A che punto è Without Remorse?
«Usciremo con Amazon ai primi di aprile. Non escludiamo la sala, anche se gli analisti dicono che nel 2021 non ci saranno abbastanza cinema aperti per garantire il rientro dei capitali».
Le dispiace?
«Amazon potrebbe portare davanti allo schermo più persone di quante sarebbero andate a vedere il mio film in sala, e questo è ottimo. Ma le piattaforme non possono sostituire il cinema. Diciamo che lo vivo come una sorta di elegantissimo piano B».
Cosa vedremo in Without Remorse?
«Il film è ambientato in un nuovo universo basato sui romanzi di Tom Clancy, che hanno già ispirato la serie di Jack Ryan prodotta e distribuita da Amazon. È un film d' azione realizzato con molti mezzi, girato tra Washington e Berlino. Non era scontato che chiamassero un italiano a dirigerlo».

****

> **AZIONI DA SVOLGERE**
1 > Per favore, elenca tutte le domande poste dall'intervistatore nell'intervista su Without Remorse.
2 > Prosegui l'intervista su Without Remorse scrivendo il seguito dopo l'ultima risposta riportata.

****

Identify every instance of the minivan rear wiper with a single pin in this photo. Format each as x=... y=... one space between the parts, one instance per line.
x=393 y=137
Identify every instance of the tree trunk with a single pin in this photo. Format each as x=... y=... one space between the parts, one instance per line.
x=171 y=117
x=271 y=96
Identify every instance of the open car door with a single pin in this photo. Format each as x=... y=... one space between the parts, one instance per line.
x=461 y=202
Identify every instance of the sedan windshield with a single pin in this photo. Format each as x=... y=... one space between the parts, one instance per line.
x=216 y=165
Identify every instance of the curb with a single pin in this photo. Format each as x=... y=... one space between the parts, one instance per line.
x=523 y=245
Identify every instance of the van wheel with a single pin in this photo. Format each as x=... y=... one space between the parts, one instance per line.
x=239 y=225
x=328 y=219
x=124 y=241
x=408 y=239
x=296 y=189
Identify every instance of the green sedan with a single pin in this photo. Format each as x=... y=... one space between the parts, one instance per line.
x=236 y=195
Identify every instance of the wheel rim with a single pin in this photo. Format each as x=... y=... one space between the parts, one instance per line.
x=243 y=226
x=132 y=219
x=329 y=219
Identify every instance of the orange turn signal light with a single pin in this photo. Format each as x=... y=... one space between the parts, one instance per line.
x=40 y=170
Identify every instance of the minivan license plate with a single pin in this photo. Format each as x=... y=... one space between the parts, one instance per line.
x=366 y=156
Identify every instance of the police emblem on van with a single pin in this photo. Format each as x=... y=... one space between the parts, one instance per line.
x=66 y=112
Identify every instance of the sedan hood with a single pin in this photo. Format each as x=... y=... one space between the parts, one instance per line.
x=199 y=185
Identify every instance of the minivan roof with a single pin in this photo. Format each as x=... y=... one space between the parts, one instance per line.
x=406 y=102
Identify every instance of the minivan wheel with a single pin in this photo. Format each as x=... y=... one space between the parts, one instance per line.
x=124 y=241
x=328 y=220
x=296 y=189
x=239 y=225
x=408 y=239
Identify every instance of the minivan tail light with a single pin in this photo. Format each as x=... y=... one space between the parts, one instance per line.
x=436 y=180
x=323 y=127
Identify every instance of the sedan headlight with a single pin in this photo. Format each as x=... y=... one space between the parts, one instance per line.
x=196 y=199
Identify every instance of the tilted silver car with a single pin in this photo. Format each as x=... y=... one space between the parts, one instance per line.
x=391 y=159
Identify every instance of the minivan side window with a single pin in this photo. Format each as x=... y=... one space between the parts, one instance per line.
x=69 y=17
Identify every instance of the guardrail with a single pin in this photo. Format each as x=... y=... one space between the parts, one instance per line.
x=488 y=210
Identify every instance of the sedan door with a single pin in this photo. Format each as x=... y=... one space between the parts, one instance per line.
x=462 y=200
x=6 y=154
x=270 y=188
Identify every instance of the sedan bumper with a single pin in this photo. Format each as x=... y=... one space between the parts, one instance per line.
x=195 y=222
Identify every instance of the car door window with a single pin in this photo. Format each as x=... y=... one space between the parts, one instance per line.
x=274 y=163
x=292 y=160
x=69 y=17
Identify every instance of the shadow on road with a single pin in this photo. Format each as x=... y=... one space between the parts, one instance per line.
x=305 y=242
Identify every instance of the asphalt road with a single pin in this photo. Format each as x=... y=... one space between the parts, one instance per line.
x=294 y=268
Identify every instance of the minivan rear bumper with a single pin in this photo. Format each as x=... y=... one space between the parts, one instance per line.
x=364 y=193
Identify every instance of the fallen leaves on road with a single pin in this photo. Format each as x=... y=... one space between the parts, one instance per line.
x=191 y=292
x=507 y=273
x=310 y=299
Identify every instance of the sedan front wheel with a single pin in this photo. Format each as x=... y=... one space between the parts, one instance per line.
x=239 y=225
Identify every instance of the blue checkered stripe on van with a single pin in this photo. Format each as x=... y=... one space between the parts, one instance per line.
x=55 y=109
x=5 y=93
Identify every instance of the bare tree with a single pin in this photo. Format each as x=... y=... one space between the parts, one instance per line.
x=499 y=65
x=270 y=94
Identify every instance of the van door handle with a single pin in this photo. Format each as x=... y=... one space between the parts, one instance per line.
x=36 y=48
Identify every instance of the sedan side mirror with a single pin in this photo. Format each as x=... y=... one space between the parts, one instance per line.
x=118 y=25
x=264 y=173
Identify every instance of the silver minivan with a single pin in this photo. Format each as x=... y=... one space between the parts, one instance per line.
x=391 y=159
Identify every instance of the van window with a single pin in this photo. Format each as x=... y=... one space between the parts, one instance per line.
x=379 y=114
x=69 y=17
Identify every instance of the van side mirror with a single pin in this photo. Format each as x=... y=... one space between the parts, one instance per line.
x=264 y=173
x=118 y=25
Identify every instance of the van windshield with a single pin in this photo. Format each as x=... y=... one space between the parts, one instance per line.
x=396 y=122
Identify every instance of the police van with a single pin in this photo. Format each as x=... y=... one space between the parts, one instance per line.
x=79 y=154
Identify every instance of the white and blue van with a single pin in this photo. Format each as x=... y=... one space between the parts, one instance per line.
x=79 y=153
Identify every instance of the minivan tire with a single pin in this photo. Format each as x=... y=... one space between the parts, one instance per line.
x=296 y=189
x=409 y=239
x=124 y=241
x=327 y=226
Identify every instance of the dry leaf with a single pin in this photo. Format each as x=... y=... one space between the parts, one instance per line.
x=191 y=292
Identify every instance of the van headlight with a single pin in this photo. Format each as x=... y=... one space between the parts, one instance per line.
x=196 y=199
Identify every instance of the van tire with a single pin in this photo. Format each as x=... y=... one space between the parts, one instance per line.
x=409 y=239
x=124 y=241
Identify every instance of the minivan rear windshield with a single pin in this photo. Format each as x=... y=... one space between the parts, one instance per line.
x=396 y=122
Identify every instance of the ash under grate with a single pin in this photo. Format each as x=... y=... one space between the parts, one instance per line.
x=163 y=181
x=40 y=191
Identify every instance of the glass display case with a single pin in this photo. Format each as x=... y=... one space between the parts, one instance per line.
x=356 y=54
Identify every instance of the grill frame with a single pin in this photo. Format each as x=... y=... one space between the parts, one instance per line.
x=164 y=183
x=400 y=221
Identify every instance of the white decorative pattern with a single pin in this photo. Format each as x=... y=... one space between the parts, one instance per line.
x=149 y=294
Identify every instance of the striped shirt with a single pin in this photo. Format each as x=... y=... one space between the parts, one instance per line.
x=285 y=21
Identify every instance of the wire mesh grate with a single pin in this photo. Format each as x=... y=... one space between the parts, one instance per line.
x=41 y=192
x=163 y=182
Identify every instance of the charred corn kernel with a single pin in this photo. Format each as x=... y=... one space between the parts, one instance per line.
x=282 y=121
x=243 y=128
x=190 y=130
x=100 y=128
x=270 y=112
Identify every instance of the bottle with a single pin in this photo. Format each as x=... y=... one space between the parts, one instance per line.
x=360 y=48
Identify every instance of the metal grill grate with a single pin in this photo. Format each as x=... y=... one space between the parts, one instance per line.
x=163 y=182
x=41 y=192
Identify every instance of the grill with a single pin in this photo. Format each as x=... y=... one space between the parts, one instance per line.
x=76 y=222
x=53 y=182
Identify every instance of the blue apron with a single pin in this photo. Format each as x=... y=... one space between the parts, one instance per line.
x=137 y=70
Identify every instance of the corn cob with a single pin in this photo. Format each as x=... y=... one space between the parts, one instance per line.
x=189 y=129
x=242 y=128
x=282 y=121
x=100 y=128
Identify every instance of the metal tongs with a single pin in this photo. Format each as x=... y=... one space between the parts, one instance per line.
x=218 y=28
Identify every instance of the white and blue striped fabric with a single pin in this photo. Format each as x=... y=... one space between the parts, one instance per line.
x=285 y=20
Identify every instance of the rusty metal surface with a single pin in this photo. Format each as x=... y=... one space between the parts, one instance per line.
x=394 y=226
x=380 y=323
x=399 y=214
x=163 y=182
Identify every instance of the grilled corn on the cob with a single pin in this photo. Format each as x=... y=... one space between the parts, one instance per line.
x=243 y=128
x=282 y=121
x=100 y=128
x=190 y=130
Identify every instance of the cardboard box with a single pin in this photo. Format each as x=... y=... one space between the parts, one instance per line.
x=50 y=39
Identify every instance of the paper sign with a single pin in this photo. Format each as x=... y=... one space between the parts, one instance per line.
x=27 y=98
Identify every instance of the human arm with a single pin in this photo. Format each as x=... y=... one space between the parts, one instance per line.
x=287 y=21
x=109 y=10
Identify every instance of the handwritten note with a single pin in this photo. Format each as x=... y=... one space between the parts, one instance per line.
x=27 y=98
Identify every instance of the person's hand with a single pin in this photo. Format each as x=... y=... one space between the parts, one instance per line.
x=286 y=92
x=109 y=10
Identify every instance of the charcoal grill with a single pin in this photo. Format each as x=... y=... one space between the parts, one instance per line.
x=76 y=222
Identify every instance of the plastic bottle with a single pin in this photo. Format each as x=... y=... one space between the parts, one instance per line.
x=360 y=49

****

> **ELENCO RISPOSTE**
1 >
- A che punto è Without Remorse?
- Le dispiace?
- Cosa vedremo in Without Remorse?

2 >
Infatti: com' è andata?
«In America funziona così: i produttori hanno deciso di fare il prequel del romanzo di Rainbow Six di Tom Clancy. Poi hanno scelto la star per interpretarlo. Solo dopo hanno cercato il regista. Francamente ho avuto sul set una libertà che non mi aspettavo».
Ma come: il politicamente corretto, l' equilibrio, i paletti americani?
«Dipende dai paletti. Per esempio l' inclusione, per me, non è un limite. Sul set avevamo persone di etnia e religione diverse, ed è stata una ricchezza. Ovviamente devi essere bravo e non permettere a nessuno di esercitare controllo o censura sul contenuto. Ci provano sempre».
E lei?
«Combatto. Fare un film è un' esperienza di vita, ti porta via almeno due anni. E se dedico due anni a un progetto, voglio che abbia un senso. Che sia uno spettacolo, ma intelligente».
Quando si è sentito per la prima volta un uomo di Hollywood?
«Il primo giorno di riprese di Soldado. Stavamo girando, sono andato da Benicio del Toro e gli ho dato una battuta. Tornando al monitor mi sono sentito in un sogno. Per fortuna ho il cinismo del romano».
Cioè?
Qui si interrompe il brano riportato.